How to Identify English Jewelry Markings

Antique and vintage jewellery produced in Great Britain typically bears two types of markings. One is the maker's mark, which refers to a marking left behind by the designer to identify his work, but not all jewellery has this mark. The other is the hallmark and this refers to the metal used in the piece and the quality of that metal. When you find a piece of old jewellery, it's important to identify it properly to determine its value.

Check the back of the piece for a series of three pictures, each in its own small square. Pay attention to the first drawing or image, as this indicates where the piece was made. The symbol of an anchor for example, indicates that the piece was made in Birmingham, while a leopard's head indicates it was made in London.

Look at the second marking, which refers to the quality or type of silver used in the piece. If the piece has a small lion, this means it's made of sterling silver and made in England. Scotland had its own marking, which took the form of a thistle. Britannia silver, which was of a better quality than sterling silver, used a picture of Britannia.

# # # # # # #

§ **PROBLEM SET**
**1.** Set down everything from "Check the back" down to "picture of Britannia." in the article on English jewelry markings.
**2.** According to the article on English jewelry markings, which symbol shows that a piece was made in Birmingham?
**3.** Extend the article on English jewelry markings, picking up after its final sentence.

§ **SOURCE MATERIAL**
# # # # # # #

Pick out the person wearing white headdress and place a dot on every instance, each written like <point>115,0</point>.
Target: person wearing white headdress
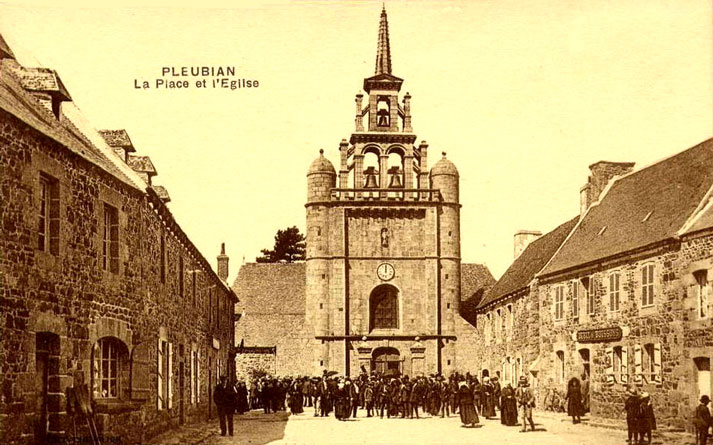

# # # # # # #

§ **TASK-BY-TASK ANSWERS**
**1.**
Check the back of the piece for a series of three pictures, each in its own small square. Pay attention to the first drawing or image, as this indicates where the piece was made. The symbol of an anchor for example, indicates that the piece was made in Birmingham, while a leopard's head indicates it was made in London.

Look at the second marking, which refers to the quality or type of silver used in the piece. If the piece has a small lion, this means it's made of sterling silver and made in England. Scotland had its own marking, which took the form of a thistle. Britannia silver, which was of a better quality than sterling silver, used a picture of Britannia.

**2.** An anchor.

**3.**
Read the last image, which is actually a letter. Britain marked silver with a specific letter, which refers to its year of production. The background of the letter and the style changes each time silver production enters a new cycle. British hallmark books include images of each letter with its corresponding date.

Identify American reproductions by looking for three symbols lined up together and etched into the silver, rather than those created by a designer. The American Gorham Manufacturing Co. often used a lion, anchor and capital G on their pieces, to make it look more like British silver.

Compare the maker's mark against those found in the Online Encyclopedia of Silver Marks, Hallmarks and Makers' Marks. This website includes the same information found in books, but is easier to access and includes an entire section on English jewellery. Identify who created your piece by finding the mark on the site.


Hallmarking dates back to the 1300s in Great Britain, but as some designers didn't use a maker's mark, you may only discover when the piece was made and not who made it.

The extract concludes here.